* 原文抜粋
• • • • • • •

本当にこれは何も言い逃れできないんですが、
なんか色々あってOrca-Lucaシーズンe.p.最後の一枚「kasumi」についてのnoteを全く書けないでいました…あっ久しぶりですケントです。

2021に入りもうすっかり8月、夏のど真ん中まで世界は突き進んでしまいましたねー
五輪も始まり、しかしそれと相反するかのようにコロナ禍を含めた我々バンドマン界隈の状況は逼迫を極め、
各々の音楽人としての在り方が問われてきている昨今ですが
まあリリースしてから4ヶ月くらいは余裕で経ってしまったのにも関わらず
未だに結構な反響を貰い続けているe.p.が、これから話す「kasumi」という作品です。
反響、がある、というのは、それだけこちら側も攻めっ気を出した、ということでもあります。

• • • • • • •

* 練習問題
(a) 「kasumi」についての文章と、次の(i)〜(iii)がそれぞれ合っているか答えてください。答えは「はい」か「いいえ」とし、根拠となる本文の言葉をそのまま引用すること。
(i) 「kasumi」はOrca-Lucaシーズンe.p.の最後の一枚である。
(ii) 書き手はリリース直後にこの文章を書いている。
(iii) 「kasumi」は今も反響を受け続けている。
(b) 「kasumi」についての文章を、最後の文の後から書き継いでください。

• • • • • • •

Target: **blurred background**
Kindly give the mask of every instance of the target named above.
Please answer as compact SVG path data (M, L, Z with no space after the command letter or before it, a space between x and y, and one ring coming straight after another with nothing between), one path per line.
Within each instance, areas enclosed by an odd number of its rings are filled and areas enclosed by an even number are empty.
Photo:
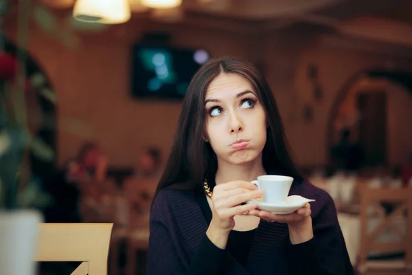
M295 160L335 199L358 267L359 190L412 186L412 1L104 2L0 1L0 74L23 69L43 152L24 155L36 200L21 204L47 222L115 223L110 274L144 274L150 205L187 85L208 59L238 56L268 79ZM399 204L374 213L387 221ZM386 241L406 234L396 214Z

• • • • • • •

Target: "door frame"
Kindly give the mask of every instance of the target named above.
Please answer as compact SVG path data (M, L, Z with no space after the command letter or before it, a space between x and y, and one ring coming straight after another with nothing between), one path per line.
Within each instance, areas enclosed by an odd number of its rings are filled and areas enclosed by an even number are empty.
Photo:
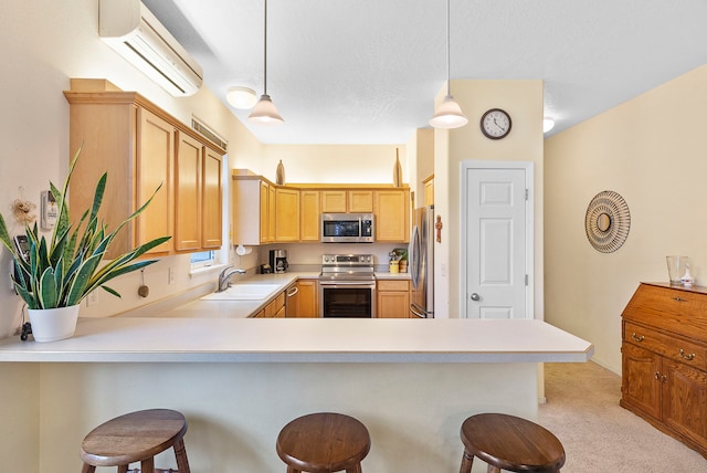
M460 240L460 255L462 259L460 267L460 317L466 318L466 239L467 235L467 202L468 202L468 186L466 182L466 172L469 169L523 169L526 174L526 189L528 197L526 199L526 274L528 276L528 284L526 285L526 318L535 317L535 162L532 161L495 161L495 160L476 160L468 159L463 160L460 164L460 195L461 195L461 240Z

• • • • • • •

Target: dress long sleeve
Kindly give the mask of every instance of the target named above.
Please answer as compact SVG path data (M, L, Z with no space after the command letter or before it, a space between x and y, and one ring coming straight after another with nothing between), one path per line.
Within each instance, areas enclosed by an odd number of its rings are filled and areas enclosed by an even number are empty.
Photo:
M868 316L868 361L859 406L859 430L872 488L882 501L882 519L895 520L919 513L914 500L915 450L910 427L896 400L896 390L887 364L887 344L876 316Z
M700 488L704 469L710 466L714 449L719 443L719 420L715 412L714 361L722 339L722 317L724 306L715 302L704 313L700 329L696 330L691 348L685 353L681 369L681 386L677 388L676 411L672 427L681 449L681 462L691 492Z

• • • • • • •

* 解答例
(a)
(i) はい:「Orca-Lucaシーズンe.p.最後の一枚「kasumi」」
(ii) いいえ:「リリースしてから4ヶ月くらいは余裕で経ってしまった」
(iii) はい:「未だに結構な反響を貰い続けている」

(b)
時は経てしまいましたが、今一度昨年の冬から年越えて春あたりまでのマインドを思い返しつつ、
Orca-Lucaの現状最新作で、2020シーズンe.p.を締めくくる最後の作品「kasumi」を一緒に紐解いていきましょう


・霞

我らがトラックメイカー後藤マサヒロ作曲の、アルバム開幕を飾るインスト曲です。
「いや、ホンマに何も思いつかないっすね…」ってぼやきながら、冬の静けさ全開のチルビートを持ってきてくれました、感謝。
ビートの裏で雪をサクサクと踏み歩く音が聞こえてるのがミソです。
個人的には4枚のepの中で最もlo-fi hip hopっぽい、冷たいトラックになってくれたんじゃないかなって思ってます。
今回の作品はこういう“温度”のイメージをとにかく重要視してエンジニアのgaze//he's me(以降ゲーズ君)と作りこんでいきました。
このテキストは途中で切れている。